### To do
Identify all lines in the data containing the string "Annotate". Copy them out.

Saved entries
Start of Block

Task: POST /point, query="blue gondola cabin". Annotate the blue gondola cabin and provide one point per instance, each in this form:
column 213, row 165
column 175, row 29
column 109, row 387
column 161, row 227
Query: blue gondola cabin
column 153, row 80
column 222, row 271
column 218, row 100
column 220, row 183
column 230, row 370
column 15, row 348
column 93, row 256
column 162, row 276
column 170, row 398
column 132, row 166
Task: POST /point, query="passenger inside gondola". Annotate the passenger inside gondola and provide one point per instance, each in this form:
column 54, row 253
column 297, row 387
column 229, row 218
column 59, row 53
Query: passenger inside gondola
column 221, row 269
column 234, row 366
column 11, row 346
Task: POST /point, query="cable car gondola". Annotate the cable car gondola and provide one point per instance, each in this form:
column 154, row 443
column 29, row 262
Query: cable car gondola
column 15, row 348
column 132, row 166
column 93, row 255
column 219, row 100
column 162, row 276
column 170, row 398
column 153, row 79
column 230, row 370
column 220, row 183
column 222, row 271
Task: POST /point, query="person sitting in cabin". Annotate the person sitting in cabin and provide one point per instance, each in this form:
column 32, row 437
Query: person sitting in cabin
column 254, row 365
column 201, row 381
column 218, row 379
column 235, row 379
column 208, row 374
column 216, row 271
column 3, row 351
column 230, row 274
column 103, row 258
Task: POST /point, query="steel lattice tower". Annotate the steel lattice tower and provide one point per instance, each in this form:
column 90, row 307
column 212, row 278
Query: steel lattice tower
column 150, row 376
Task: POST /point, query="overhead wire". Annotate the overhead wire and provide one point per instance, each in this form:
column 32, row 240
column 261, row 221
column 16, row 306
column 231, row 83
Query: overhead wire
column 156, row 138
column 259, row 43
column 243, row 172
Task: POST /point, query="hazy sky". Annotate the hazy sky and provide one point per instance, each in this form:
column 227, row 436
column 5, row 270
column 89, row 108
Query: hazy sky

End of Block
Start of Block

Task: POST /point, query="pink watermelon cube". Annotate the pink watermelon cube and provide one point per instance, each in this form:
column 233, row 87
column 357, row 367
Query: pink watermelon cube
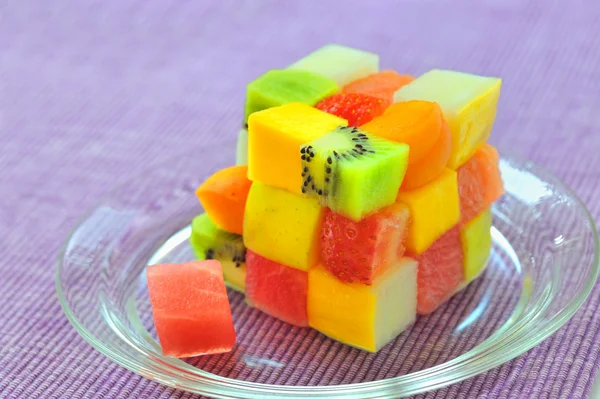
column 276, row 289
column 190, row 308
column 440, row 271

End of Block

### Solution to the problem
Task: POST /point, query="blue gondola cabin". Annotate the blue gondola cabin and provide one point per instance, each in this form:
Task: POST /point, query="passenger inside gondola". Annotate the passenger inside gondola and provide one point per instance, each in this form:
Task: POST /point, query="cable car gondola". Annotate the cable car gondola and provide one point per instance, each in this form:
Task: POST /point, query="person sitting in cabin". Annotate the person sitting in cabin and provide one point per instance, each in this form:
Task: POST /point, query="steel lattice tower". Annotate the steel lattice tower and provide one point per instance, each in this form:
Task: POST /point, query="overhead wire". Annotate the overhead wire and provide one point per instance, each in this form:
Task: POST /point, query="hazy sky". Annotate the hazy sky and provide one point per instance, each in this form:
Task: POST /point, query="pink watermelon cube". Annotate the pink watermelon cube and provide one point per instance, each in this form:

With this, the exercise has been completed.